[Coordinate annotation entries]
§

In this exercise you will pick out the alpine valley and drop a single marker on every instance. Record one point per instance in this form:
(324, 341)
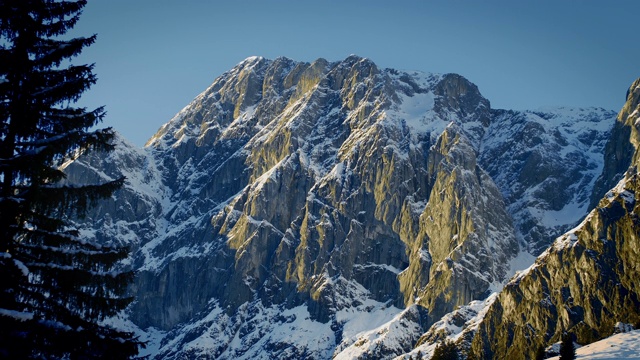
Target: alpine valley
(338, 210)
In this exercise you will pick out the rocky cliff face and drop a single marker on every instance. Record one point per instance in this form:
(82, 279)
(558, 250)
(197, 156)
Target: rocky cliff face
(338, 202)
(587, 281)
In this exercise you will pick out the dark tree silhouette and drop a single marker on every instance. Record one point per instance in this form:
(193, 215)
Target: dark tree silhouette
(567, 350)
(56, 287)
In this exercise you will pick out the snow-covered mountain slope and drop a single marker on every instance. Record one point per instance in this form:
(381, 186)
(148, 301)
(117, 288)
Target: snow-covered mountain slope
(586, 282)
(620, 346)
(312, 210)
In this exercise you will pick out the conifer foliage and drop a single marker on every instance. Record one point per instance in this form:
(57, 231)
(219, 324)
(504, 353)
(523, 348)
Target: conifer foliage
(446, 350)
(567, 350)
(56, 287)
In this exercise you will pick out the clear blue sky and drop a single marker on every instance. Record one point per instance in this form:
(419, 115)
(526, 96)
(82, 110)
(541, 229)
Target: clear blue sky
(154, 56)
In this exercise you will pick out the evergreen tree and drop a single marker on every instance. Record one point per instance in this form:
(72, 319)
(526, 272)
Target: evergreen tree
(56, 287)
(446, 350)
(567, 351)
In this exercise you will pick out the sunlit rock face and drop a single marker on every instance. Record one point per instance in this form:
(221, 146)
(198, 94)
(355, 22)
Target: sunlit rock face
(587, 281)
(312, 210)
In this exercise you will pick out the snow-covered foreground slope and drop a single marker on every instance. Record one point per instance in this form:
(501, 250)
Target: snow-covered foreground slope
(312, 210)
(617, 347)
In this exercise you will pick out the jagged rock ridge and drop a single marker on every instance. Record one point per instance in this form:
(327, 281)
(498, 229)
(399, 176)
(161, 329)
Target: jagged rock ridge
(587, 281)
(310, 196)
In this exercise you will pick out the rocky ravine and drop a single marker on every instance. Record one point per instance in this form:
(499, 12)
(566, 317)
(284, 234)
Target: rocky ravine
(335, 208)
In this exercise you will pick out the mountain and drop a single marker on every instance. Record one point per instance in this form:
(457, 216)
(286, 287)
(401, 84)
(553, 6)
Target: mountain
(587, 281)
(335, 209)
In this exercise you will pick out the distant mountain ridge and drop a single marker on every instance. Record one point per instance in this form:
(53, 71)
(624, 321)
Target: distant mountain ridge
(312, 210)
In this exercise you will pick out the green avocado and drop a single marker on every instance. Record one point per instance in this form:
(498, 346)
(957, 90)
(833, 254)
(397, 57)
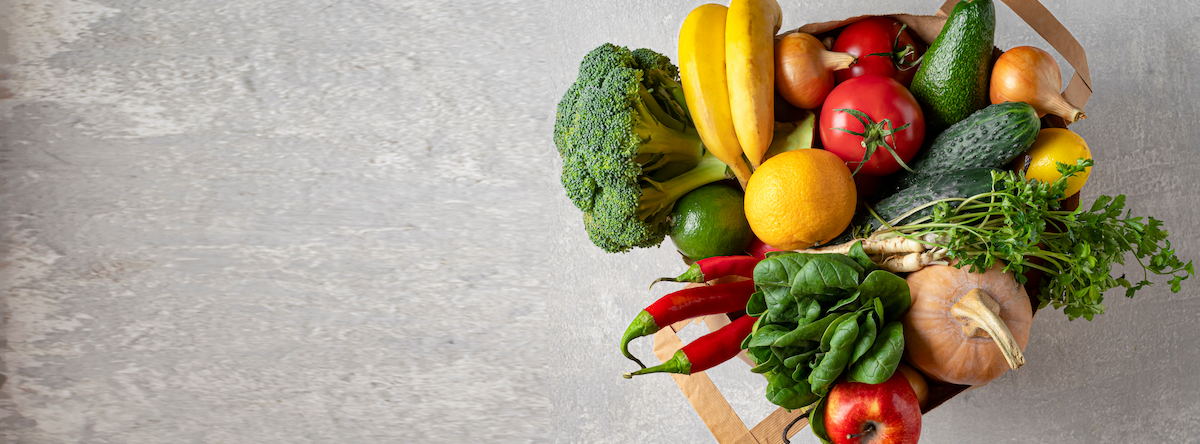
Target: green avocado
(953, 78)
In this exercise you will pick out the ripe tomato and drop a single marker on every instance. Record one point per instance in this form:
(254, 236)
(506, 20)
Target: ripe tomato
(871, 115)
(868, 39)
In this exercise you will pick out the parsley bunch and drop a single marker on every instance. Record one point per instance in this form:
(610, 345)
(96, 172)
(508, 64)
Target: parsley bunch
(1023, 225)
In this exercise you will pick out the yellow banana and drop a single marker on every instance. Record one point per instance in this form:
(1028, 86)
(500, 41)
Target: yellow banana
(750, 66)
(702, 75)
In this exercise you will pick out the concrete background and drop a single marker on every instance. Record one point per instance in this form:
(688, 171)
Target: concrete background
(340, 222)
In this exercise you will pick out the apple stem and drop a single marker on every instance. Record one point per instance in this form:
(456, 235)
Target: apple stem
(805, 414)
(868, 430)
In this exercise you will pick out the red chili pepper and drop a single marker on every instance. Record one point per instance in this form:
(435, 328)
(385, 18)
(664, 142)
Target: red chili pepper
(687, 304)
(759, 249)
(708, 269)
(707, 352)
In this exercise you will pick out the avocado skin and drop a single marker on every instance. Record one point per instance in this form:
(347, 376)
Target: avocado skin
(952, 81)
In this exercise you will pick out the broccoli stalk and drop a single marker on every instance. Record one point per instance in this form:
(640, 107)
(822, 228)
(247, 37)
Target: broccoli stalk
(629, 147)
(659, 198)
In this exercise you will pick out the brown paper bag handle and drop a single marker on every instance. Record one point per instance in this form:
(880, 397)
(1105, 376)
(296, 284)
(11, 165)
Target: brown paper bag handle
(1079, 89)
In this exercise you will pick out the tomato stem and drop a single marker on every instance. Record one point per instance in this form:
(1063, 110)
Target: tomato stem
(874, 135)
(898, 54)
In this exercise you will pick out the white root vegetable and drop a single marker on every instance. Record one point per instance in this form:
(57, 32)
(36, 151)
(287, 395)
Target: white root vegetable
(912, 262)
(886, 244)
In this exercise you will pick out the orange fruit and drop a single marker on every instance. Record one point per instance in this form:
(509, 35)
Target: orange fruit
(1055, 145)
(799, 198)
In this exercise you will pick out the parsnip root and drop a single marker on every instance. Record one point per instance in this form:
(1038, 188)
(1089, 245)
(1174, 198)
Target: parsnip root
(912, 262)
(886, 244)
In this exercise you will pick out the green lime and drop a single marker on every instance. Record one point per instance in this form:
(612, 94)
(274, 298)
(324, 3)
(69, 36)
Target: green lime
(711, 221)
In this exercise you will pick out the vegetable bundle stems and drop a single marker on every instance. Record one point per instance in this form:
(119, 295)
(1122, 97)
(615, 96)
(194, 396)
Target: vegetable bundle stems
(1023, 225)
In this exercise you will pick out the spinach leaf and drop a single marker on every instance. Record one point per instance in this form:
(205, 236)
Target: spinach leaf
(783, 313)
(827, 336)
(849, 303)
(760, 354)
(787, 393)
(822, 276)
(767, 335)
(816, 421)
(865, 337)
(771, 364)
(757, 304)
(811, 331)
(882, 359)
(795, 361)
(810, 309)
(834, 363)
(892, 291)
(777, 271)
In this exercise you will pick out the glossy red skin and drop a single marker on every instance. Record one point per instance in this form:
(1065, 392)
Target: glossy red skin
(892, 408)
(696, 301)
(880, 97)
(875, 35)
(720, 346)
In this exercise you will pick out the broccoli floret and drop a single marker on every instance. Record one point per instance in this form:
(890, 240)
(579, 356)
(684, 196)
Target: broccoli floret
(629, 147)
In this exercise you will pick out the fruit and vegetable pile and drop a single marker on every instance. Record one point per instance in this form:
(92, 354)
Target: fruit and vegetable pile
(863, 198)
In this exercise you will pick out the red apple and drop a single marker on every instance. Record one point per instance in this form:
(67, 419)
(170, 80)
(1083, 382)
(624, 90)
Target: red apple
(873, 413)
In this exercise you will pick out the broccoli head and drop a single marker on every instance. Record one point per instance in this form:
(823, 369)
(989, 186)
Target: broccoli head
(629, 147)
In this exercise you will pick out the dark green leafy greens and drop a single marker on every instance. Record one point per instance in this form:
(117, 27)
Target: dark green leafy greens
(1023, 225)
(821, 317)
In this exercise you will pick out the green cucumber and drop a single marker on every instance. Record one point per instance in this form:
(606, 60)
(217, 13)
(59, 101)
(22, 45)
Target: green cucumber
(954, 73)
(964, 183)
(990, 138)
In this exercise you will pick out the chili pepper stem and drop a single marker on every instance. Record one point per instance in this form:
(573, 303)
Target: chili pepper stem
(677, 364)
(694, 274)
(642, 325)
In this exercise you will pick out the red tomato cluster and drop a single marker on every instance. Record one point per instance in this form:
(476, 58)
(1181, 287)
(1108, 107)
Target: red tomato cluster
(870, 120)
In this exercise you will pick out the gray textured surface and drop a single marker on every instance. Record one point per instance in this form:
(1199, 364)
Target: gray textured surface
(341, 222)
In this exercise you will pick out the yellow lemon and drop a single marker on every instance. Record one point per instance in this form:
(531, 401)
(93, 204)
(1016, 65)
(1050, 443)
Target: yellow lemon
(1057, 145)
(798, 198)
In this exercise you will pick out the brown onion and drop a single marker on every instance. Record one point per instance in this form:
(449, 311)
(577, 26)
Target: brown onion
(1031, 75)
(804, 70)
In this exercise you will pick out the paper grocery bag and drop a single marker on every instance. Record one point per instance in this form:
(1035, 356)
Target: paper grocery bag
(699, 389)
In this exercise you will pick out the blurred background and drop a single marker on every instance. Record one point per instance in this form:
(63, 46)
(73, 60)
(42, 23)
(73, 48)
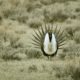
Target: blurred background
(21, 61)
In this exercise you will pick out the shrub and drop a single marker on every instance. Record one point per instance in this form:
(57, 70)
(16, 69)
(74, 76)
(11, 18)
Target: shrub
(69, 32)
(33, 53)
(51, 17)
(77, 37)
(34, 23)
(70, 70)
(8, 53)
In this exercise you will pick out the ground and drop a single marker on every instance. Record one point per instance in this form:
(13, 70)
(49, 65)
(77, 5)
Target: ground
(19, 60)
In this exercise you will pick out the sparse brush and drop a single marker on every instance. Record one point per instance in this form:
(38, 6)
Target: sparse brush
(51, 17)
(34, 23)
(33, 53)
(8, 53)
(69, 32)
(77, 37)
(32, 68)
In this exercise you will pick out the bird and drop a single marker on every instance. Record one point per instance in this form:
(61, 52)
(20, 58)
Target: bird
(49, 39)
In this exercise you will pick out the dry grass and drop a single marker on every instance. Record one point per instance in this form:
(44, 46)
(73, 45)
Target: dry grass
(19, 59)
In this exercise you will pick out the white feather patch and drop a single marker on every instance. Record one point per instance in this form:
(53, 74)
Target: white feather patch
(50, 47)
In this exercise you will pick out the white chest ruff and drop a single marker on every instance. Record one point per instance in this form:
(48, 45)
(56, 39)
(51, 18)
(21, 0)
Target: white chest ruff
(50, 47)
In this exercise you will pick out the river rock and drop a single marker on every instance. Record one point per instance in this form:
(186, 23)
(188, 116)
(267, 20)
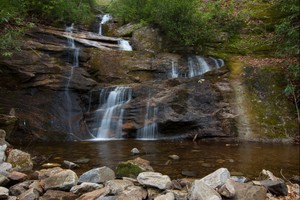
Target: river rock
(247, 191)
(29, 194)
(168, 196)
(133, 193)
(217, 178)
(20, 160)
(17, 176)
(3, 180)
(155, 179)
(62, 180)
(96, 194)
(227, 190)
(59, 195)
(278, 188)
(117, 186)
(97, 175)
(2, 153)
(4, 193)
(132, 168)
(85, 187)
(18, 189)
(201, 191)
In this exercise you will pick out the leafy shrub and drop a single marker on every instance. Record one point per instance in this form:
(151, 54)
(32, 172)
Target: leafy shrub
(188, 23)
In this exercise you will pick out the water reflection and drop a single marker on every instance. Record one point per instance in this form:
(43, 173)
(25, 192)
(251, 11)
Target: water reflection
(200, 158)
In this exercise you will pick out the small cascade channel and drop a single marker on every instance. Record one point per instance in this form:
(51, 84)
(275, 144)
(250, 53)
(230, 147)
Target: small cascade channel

§

Could you reproduce in full every line from the one containing "In this exercise you will pick out the white chest" through the end of the lines, scaling only the answer coordinates by 1.2 and rounding each to the nearest whole number, with halves going up? Keep every other number as it stands, and omit the pictures from your answer.

- [ANSWER TO THE PROBLEM]:
In this exercise you will pick out the white chest ruff and drop a single marker on every instance. Record one point per instance in this form:
(48, 45)
(56, 39)
(51, 18)
(21, 0)
Target: white chest ruff
(60, 56)
In this exercise you will pick out the river rock and drop a single marker on every instance. Record one point per instance in this form:
(186, 23)
(188, 116)
(267, 20)
Target: river rock
(296, 229)
(35, 233)
(202, 235)
(160, 232)
(260, 214)
(24, 192)
(20, 211)
(4, 216)
(186, 215)
(74, 216)
(115, 233)
(272, 228)
(71, 234)
(334, 226)
(140, 223)
(116, 210)
(2, 184)
(5, 232)
(158, 202)
(102, 224)
(22, 227)
(241, 229)
In this exercise you will pick out the leafy shrub and drop a single marker on every instance. Record one point per instance in this form:
(151, 54)
(32, 172)
Target: leafy shrub
(226, 28)
In this exercise you will pick out the water reflection and drop a single marker on every instance. Record one point per instance in this form:
(43, 173)
(25, 192)
(251, 11)
Target: water reflection
(240, 190)
In this exercise you will pick out the small cascade channel and drop a single marker on every instance. Record one point per instance in this form:
(51, 84)
(275, 144)
(250, 53)
(230, 147)
Target: small cascade channel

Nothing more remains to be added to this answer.